*EXERCISE DETAILS*
Echo back, line for line and unchanged, the part of the records that opens with the line containing "For every instance of the palm" and closes with the last line of the records.

--

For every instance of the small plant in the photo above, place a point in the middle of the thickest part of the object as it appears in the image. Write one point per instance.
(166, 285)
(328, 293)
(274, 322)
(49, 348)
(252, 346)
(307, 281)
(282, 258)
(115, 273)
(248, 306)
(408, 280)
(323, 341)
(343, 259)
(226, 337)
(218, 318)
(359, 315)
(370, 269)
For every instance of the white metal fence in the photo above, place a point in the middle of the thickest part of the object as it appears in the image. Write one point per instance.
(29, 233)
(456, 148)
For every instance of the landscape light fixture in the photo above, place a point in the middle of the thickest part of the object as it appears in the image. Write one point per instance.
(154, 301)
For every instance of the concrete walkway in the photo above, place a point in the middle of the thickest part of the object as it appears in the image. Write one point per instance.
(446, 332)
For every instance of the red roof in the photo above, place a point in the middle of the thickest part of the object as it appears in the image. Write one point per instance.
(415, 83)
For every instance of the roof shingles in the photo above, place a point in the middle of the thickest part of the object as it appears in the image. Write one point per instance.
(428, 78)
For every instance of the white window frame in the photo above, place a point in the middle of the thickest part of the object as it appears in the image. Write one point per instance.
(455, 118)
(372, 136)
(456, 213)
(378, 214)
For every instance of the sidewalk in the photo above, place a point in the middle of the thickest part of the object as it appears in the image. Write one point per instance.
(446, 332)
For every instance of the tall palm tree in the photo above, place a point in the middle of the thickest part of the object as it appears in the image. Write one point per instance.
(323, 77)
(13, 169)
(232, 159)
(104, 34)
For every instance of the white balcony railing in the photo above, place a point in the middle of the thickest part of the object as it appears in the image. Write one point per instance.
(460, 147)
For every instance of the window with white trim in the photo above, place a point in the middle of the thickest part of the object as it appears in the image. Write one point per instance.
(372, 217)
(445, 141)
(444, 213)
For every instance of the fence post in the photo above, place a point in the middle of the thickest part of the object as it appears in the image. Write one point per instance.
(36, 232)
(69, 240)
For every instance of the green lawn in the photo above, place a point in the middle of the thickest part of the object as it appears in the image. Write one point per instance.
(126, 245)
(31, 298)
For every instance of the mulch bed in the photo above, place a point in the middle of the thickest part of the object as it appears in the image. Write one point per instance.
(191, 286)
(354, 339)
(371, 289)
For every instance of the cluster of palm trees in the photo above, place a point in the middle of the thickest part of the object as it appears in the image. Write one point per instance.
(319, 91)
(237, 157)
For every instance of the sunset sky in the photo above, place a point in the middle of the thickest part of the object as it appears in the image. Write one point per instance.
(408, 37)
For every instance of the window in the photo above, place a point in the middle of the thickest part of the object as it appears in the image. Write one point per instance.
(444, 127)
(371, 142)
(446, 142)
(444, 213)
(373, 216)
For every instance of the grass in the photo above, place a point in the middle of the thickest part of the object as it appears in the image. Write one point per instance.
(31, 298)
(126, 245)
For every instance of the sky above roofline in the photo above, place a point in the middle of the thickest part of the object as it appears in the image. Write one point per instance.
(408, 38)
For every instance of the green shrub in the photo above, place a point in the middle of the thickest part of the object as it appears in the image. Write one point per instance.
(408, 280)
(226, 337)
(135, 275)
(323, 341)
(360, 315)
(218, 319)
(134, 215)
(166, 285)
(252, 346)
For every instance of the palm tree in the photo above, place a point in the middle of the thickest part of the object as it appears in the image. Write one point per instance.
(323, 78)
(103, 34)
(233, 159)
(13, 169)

--

*RESULT OF THE TASK*
For every instance of the palm tree in the photo above, place a point in the middle of the thickest part of the object as it appears in the image. Write one point per instance.
(323, 78)
(103, 34)
(233, 159)
(13, 169)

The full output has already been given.